(Dataset records on where objects are located)
§ §
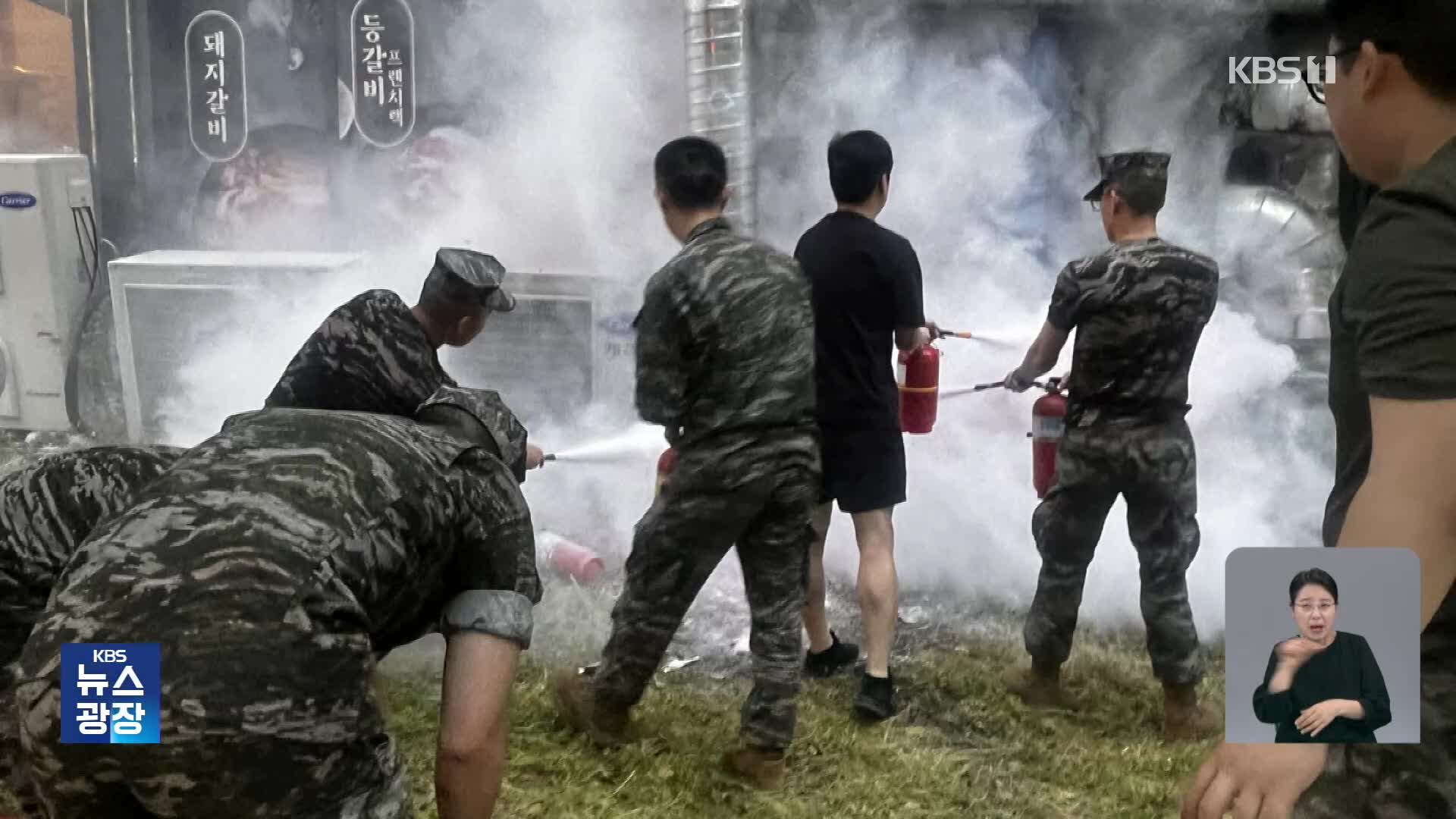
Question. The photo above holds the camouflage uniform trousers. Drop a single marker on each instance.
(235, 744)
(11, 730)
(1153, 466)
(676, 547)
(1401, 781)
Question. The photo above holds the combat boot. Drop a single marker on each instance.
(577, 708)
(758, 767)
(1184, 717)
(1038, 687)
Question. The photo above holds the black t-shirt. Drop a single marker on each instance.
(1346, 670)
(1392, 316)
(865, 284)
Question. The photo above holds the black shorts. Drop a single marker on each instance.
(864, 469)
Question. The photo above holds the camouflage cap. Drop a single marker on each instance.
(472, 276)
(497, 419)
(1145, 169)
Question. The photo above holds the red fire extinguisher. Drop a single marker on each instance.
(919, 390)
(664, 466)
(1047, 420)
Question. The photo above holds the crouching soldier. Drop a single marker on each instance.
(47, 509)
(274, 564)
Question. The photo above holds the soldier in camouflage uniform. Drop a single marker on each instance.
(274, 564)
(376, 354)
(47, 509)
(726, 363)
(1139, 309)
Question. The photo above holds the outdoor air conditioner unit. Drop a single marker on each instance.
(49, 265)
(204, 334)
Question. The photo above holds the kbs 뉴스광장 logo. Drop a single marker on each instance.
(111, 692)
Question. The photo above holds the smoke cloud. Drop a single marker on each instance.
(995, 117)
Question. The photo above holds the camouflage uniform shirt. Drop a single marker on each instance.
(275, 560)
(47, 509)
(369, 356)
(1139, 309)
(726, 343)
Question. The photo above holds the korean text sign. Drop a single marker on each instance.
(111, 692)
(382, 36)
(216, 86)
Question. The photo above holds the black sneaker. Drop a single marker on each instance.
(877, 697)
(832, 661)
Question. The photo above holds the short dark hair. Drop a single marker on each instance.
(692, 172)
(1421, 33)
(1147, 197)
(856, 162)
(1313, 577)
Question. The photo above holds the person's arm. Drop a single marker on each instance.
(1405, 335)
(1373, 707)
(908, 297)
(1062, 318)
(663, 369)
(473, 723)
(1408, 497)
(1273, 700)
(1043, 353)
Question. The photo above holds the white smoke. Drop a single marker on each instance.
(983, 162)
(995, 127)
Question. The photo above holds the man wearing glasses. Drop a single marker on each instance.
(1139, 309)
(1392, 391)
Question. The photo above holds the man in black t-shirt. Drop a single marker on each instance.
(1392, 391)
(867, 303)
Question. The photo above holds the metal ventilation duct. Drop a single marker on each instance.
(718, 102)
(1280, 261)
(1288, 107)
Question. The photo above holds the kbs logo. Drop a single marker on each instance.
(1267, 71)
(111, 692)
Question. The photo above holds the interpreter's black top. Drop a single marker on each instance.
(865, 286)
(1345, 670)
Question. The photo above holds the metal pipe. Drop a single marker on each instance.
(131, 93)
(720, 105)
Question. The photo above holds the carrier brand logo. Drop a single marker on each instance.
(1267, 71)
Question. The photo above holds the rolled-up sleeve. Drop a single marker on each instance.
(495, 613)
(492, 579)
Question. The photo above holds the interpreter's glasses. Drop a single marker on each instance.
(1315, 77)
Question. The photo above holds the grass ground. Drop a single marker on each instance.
§ §
### [Aim]
Print every one of the lines above word for word, omitting the pictures.

### [Output of the task]
Question. The photo above holds the camouflage uniform trousers. Drop a single marker on each instance.
(235, 744)
(11, 730)
(1153, 466)
(676, 547)
(1401, 781)
Question. The photo above holds the combat boot. Drop a single marker on each instance.
(577, 708)
(758, 767)
(1184, 717)
(1038, 687)
Question. The photo above holds the black t-shirt. Drop a single marker on each instance.
(1346, 670)
(1392, 316)
(865, 284)
Question. The photo above holds the black shorts. Drop a single marker on each instance.
(864, 469)
Question. The photo above holds the camouflage cap. Drop a single marker on each instance.
(472, 276)
(497, 419)
(1145, 169)
Question. The photo above holds the red fire extinguisher. Drop a single marker on each instance.
(919, 390)
(664, 466)
(1047, 420)
Question. The photo above holds the crouching soldier. Drop a single marker on each instance.
(47, 509)
(274, 564)
Question. The photo above holds the soldier in camouflage uniform. Drop a single marker on each instance.
(274, 564)
(376, 354)
(47, 509)
(726, 363)
(1139, 309)
Question. The photo above holds the outdoor air conditioner unit. Drop a single marker on each instance.
(49, 265)
(204, 334)
Question. The photo above holds the kbs 뉴스광장 logo. Drop a single marker on each instance.
(111, 692)
Question. The photo above holds the smoke cloud. Drop a single marker on each instance.
(995, 117)
Question. The photo above holds the camouflage uniform shirt. Drop a single marker on each instance.
(275, 560)
(47, 509)
(369, 356)
(1139, 309)
(726, 343)
Question. The photo above holds the korean text sign. Drop a single marker on each instance.
(111, 692)
(382, 36)
(216, 86)
Question. The photo above holds the black sneaker. Drop a single marker on each instance.
(877, 697)
(832, 661)
Question. The photo above holds the short dark hair. Drop a single marker on each instance.
(692, 172)
(1421, 33)
(1147, 197)
(856, 162)
(1313, 577)
Question. The photo above holds the person's arm. Drop a single marker on each instance.
(1405, 335)
(1373, 707)
(908, 297)
(1062, 318)
(663, 369)
(473, 723)
(1408, 497)
(1273, 700)
(1043, 353)
Question. The photo above holds the white smoke. Drop a single marker on each instance.
(983, 162)
(995, 127)
Question. The photo above holds the man wearing glasses. Drop a single marker on each instance.
(1139, 309)
(1392, 391)
Question. The photo above holds the man in black t-shirt. Drop a single marker on each instance.
(1392, 391)
(867, 303)
Question. The photo above holds the metal ventilation duct. Drop a single marker on each instance.
(718, 102)
(1280, 261)
(1288, 107)
Question. The photo above holds the kbs logo. Drop a single marker on each instance.
(1267, 71)
(111, 692)
Question. The photo above holds the interpreter's black top. Drop a single marker on each instance.
(865, 286)
(1345, 670)
Question. The photo above holds the metal pipe. Drop a single marker on each instance.
(131, 93)
(720, 105)
Question. The photo above holds the carrier brand logo. Drop a single marker on each instance.
(1267, 71)
Question. The photo above holds the rolled-up sleeve. Drop a single marker on each instance.
(495, 613)
(492, 579)
Question. The photo above holds the interpreter's glasses. Drop a single marker on each instance.
(1315, 77)
Question. The photo above holds the grass ground. Drop a single marker on each instance.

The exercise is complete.